**What this task involves**.
Transcribe the records in full, keeping every character as it is.

**Source material**.

☆ ☆ ☆ ☆

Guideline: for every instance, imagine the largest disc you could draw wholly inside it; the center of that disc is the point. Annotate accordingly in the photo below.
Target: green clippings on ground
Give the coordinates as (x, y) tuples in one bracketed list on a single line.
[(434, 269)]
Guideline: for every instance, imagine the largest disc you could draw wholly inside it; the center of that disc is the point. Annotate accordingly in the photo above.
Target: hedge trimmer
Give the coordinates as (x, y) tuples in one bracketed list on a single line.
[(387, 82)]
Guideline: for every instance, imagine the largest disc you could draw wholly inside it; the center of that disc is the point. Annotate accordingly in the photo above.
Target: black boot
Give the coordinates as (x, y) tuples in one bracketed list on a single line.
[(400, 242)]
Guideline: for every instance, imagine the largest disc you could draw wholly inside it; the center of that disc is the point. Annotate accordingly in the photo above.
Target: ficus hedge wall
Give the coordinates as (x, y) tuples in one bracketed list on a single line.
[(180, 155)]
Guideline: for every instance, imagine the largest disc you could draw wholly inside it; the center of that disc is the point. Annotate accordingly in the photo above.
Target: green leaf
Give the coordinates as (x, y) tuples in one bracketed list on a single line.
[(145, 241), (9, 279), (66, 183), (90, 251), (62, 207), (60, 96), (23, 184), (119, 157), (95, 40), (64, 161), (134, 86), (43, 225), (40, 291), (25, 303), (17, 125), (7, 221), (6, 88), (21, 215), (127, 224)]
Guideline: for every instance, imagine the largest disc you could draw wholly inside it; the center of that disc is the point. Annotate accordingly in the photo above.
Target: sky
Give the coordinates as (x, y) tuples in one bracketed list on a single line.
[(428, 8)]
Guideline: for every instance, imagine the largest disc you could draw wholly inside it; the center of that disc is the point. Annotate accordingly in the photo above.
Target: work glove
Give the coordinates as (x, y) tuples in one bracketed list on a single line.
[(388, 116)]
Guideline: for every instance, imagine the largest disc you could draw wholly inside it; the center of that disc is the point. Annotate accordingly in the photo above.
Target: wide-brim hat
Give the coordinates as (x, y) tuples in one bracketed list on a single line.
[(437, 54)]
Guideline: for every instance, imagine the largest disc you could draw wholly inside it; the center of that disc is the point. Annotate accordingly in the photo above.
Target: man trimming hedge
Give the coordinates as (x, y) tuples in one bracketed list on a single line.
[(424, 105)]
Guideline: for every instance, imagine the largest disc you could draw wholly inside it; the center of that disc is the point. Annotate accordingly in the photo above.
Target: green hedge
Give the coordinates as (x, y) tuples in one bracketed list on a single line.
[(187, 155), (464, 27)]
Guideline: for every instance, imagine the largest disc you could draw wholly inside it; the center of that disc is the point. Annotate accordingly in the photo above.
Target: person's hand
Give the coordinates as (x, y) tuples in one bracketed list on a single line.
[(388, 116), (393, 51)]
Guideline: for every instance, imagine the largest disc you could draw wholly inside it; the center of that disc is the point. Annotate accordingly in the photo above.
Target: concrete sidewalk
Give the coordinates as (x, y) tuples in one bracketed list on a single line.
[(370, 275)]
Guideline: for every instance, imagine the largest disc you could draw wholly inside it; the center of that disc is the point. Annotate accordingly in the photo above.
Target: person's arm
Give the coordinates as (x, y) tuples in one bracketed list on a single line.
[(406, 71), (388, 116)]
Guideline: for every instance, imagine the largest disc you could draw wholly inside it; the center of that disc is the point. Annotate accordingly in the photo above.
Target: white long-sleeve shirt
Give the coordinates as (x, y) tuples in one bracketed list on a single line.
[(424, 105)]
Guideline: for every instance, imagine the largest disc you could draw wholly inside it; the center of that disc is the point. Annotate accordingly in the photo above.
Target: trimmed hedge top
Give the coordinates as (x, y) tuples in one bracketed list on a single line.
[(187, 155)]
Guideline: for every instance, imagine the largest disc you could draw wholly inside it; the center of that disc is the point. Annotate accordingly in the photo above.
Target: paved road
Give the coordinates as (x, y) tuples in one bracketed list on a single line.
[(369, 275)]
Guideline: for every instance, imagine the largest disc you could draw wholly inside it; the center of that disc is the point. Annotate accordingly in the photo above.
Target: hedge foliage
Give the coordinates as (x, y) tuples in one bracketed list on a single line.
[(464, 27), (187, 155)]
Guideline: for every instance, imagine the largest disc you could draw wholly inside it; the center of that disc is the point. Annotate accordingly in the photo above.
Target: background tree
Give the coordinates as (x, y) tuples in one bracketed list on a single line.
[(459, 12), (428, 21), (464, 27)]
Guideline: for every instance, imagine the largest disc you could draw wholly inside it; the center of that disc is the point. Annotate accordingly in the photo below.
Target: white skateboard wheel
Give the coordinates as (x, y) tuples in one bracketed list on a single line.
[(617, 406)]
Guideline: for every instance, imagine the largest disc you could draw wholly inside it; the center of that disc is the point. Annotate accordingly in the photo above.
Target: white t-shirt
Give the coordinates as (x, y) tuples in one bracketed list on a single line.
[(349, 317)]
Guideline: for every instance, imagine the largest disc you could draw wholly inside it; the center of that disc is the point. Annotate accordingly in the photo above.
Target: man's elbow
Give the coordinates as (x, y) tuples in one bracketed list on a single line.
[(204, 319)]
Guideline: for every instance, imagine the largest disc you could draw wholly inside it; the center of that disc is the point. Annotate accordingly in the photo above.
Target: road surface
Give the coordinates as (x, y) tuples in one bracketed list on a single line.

☆ ☆ ☆ ☆

**Solved problem**.
Guideline: for every instance, imagine the largest disc you could draw wholly inside it; the center of that disc is the point. Annotate accordingly in the photo below.
Target: green clippings on ground
Give the coordinates as (x, y) tuples in one bracketed list on a single line.
[(434, 269)]
Guideline: for every instance, imagine the largest disc you could draw wholly inside it; the center of that disc is the point. Annotate accordingly in the photo above.
Target: hedge trimmer
Give the coordinates as (x, y) tuples in one bracketed list on a single line.
[(387, 82)]
Guideline: for every instance, imagine the largest disc you could draw wholly inside it; the center of that disc is the point. Annotate accordingly in the photo above.
Target: black boot
Give the coordinates as (x, y) tuples in one bracketed list on a single line.
[(400, 242)]
Guideline: for every instance, imagine the largest disc you could draw wholly inside it; the center of that disc is the point. Annotate accordingly in the photo above.
Target: ficus hedge wall
Give the coordinates as (x, y) tuples in one bracketed list on a single line.
[(180, 155)]
Guideline: for every instance, imagine the largest disc you could draw wholly inside it; the center of that disc is the point. Annotate accordingly in the photo above.
Target: green leaf
Give the coordinates as (x, y) tuples in one bracketed list on a single line.
[(145, 241), (9, 279), (66, 183), (90, 251), (62, 207), (60, 96), (23, 184), (119, 157), (95, 40), (64, 161), (134, 86), (43, 225), (40, 291), (25, 303), (17, 125), (7, 221), (6, 88), (21, 215), (127, 224)]
Guideline: for every instance, imagine the largest disc you could draw wholly inside it; the center of that disc is the point. Annotate accordingly in the photo above.
Target: sky
Give the coordinates as (x, y) tuples in one bracketed list on a single line.
[(428, 8)]
Guideline: for every instance, imagine the largest disc you could draw wholly inside it; the center of that disc is the point. Annotate accordingly in the photo above.
Target: work glove
Give the coordinates as (x, y) tuples in one bracketed list on a single line.
[(388, 116)]
Guideline: for every instance, imagine the largest disc you could draw wholly inside it; the center of that disc is the point. Annotate accordingly in the photo above.
Target: wide-brim hat
Give the coordinates as (x, y) tuples in one bracketed list on a single line.
[(437, 54)]
Guideline: for every instance, imagine the largest disc you could draw wholly inside it; the center of that disc is the point. Annotate accordingly in the photo above.
Target: man trimming hedge
Give the coordinates as (x, y) tuples in one bracketed list on a single line.
[(424, 105)]
Guideline: for every instance, imagine the largest disc you could draw wholly inside it; the center of that disc is the point. Annotate accordingly in the photo above.
Target: green hedge
Give the coordinates as (x, y) tuples in one bracketed list on a single line.
[(187, 155), (464, 27)]
Guideline: for every instance, imagine the largest disc you could draw wholly inside it; the center of that disc is the point. Annotate accordingly in the photo above.
Target: person's hand
Give the coordinates as (x, y) tuples in one bracketed list on a single line.
[(388, 116), (393, 51)]
Guideline: for every instance, imagine the largest disc you could draw wholly inside it; the center of that disc is the point. Annotate accordingly in the photo above.
Target: concrete sidewalk
Give the coordinates as (x, y) tuples in one bracketed list on a single line.
[(370, 275)]
Guideline: for every instance, imagine the largest disc you could draw wholly inside it; the center of that disc is the point. Annotate accordingly in the photo above.
Target: person's arm
Give the coordinates as (x, y) tuples in one bracketed list on a single line.
[(406, 71), (388, 116)]
Guideline: for every instance, imagine the largest disc you could draw wholly inside it; the center of that disc is the point. Annotate accordingly in the photo above.
Target: white long-sleeve shirt
Give the coordinates as (x, y) tuples in one bracketed list on a single line.
[(424, 105)]
Guideline: for every instance, imagine the largest disc you could draw wholly inside it; the center of that disc is the point. Annotate accordingly in the photo above.
Target: trimmed hedge top
Give the coordinates as (x, y) tuples in one bracketed list on a single line.
[(187, 155)]
Guideline: for every instance, imagine the largest disc you could draw wholly inside it; the center of that disc is the point. Annotate accordingly in the photo above.
Target: paved road
Give the coordinates as (x, y) tuples in one bracketed list on a single line.
[(369, 275)]
Guideline: for every instance, imagine the largest disc you could draw wholly inside it; the center of that disc is the point. Annotate accordingly in the photo above.
Target: hedge foliage
Give the coordinates as (x, y) tuples in one bracketed list on a single line.
[(464, 27), (187, 155)]
Guideline: for every instance, imagine the largest disc you could draw wholly inside it; the center of that disc is the point. Annotate accordingly in the photo above.
Target: background tree
Give the coordinates as (x, y) tuples in one bracketed list on a single line.
[(459, 12), (428, 21), (464, 27)]
Guideline: for every instance, imagine the largest disc you could draw wholly inside it; the center of that disc is the point. Annotate accordingly in the photo below.
Target: white skateboard wheel
Give the coordinates as (x, y) tuples in one bracketed list on a single line.
[(617, 406)]
Guideline: for every instance, imagine the largest disc you could draw wholly inside it; the center of that disc is the point. Annotate accordingly in the photo above.
Target: white t-shirt
Give the coordinates as (x, y) tuples in one bracketed list on a single line.
[(349, 317)]
Guideline: for every instance, imagine the largest disc you could draw wholly inside it; the center of that disc is the point. Annotate accordingly in the photo above.
Target: man's elbow
Give the coordinates as (x, y) tuples in one bracketed list on a single line.
[(204, 319)]
Guideline: for every instance, imagine the largest disc you could draw wholly inside it; the center of that disc is the point. Annotate accordingly in the photo above.
Target: road surface
Give the coordinates as (x, y) tuples in one bracketed list on a single line.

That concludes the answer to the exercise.